REQUIREMENT :: Write out all the data again, exactly as shown.

THE INPUT ::
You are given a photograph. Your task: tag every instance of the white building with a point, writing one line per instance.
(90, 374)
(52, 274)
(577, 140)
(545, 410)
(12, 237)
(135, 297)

WRITTEN ANSWER ::
You are given a photograph. Your task: tag every instance of the white building with a point, writing one line per instance.
(90, 374)
(52, 274)
(577, 140)
(545, 410)
(12, 237)
(135, 297)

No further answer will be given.